_ARTICLE_.

* Start *

The expansion continued throughout the late 1960s and early 1970s. According to the DACB, the vaPostori entered Kenya in 1967, Mozambique in 1969, and Congo (Zaire) in 1972.

Mukonyora (2020) provides a comprehensive list of the countries to which the Masowe Apostles migrated, documenting the full continental reach of the movement: "migration from Zimbabwe to Botswana, South Africa, Mozambique, Zambia, Malawi, Tanzania, Kenya, and beyond."

By the time of Masowe's death, the movement had established a significant presence across the African continent, from South Africa in the south to Kenya in the east and Congo in the center.

Dillon-Malone records that the Synod of loyalist Apostles held at Gandanzara from 24 September to 2 October 1974 was attended by representatives from Rhodesia, South Africa, Botswana, Zambia, Malawi, Mozambique, and Kenya. The total number present was 16,500 people, of whom two thousand were elders (i.e., ordained members) including 135 heads of congregations.

By 1974, the Masowe Apostles had become established in nine different African countries: Rhodesia (Zimbabwe), South Africa, Botswana, Mozambique, Zambia, Tanzania, Malawi, Kenya, and Zaire (Congo).

* End *

_PROBLEM_.
Answer these questions using the passage on the Masowe Apostles.
(a) According to the DACB, in what year did the vaPostori enter Mozambique?
(b) Where was the 1974 Synod of loyalist Apostles held?
(c) By 1974, in how many African countries had the Masowe Apostles become established?

[Region annotation items]
* Start *

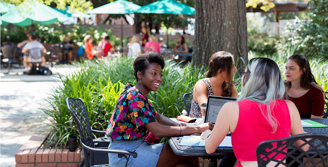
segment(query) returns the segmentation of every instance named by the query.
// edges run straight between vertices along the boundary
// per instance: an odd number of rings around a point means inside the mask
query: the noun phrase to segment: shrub
[[[289,30],[296,35],[290,41],[302,40],[299,52],[307,56],[328,57],[328,0],[309,1],[306,17],[297,18],[289,24]]]
[[[49,116],[48,131],[52,134],[50,141],[66,144],[69,136],[77,134],[66,106],[68,97],[79,98],[83,101],[92,128],[105,130],[125,85],[127,82],[135,84],[133,60],[122,58],[75,62],[76,71],[60,74],[61,86],[53,89],[47,99],[50,107],[43,110]],[[185,109],[183,94],[191,92],[196,82],[205,77],[206,70],[191,64],[180,67],[171,60],[166,60],[165,63],[162,83],[157,92],[151,92],[147,96],[161,114],[175,117]]]
[[[262,54],[272,55],[277,52],[278,40],[268,36],[249,36],[247,43],[249,51]]]

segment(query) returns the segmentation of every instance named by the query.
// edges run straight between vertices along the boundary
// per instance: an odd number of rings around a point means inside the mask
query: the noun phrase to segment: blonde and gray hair
[[[271,109],[274,107],[276,100],[282,99],[285,93],[279,68],[271,59],[257,57],[251,59],[246,68],[243,80],[241,81],[244,88],[238,101],[248,99],[266,104],[266,111],[262,111],[262,113],[272,127],[272,133],[274,133],[278,122]]]

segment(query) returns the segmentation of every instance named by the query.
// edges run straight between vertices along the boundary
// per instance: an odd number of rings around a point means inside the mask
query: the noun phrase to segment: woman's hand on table
[[[203,132],[205,132],[206,130],[213,130],[213,128],[214,127],[214,124],[211,122],[206,122],[203,123],[198,125],[198,133],[199,134],[201,134]]]
[[[207,138],[208,138],[212,133],[212,131],[211,130],[206,130],[205,131],[205,132],[203,132],[200,134],[200,138],[206,140],[207,139]]]

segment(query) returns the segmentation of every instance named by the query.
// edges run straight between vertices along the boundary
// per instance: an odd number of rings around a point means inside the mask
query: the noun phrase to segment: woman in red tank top
[[[237,101],[225,104],[217,115],[213,133],[206,131],[201,136],[207,139],[205,148],[211,154],[230,131],[238,161],[236,166],[257,166],[256,150],[260,143],[304,132],[295,105],[282,100],[285,87],[275,62],[268,58],[254,58],[245,71],[240,73],[243,75]],[[303,149],[307,150],[307,146]]]

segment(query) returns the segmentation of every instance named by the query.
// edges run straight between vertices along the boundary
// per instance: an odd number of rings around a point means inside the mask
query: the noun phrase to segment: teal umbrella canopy
[[[161,0],[143,6],[134,10],[141,13],[195,14],[195,9],[175,0]]]
[[[89,11],[89,14],[132,14],[141,7],[126,0],[117,0],[112,2]]]
[[[69,18],[67,15],[35,0],[27,0],[15,10],[5,13],[1,17],[3,24],[6,22],[20,26],[36,23],[50,24],[64,22]]]
[[[83,18],[86,17],[90,18],[91,17],[90,15],[85,13],[83,12],[79,11],[72,11],[71,8],[68,6],[66,6],[65,8],[65,9],[64,10],[58,9],[57,8],[55,8],[53,9],[64,14],[67,15],[69,17]]]
[[[0,12],[1,12],[2,14],[14,10],[16,6],[12,4],[3,2],[0,2]]]

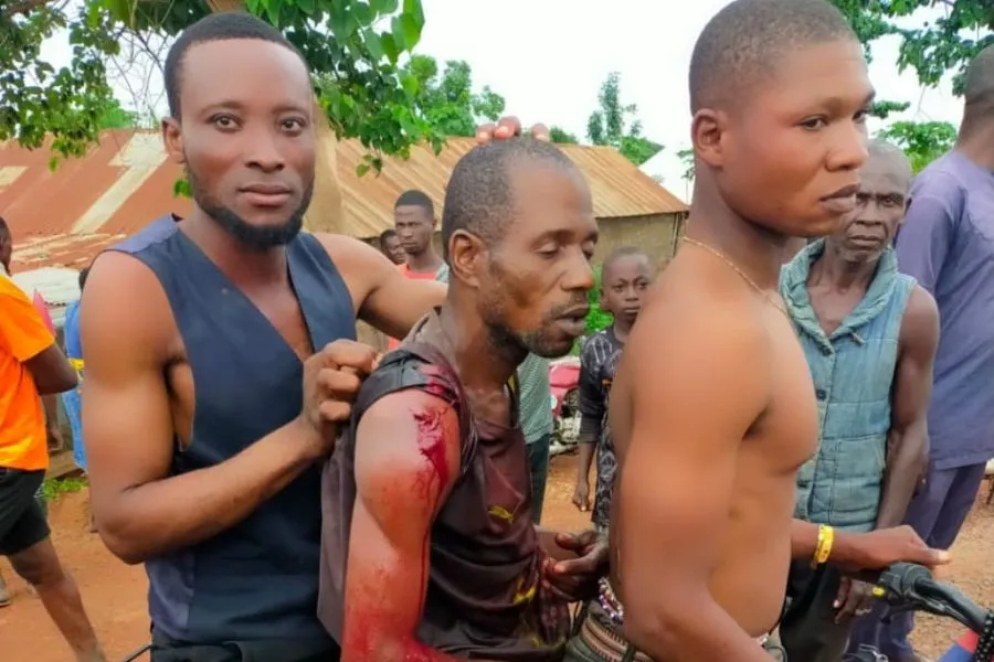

* End *

_RESPONSE_.
(a) 1969
(b) Gandanzara
(c) Nine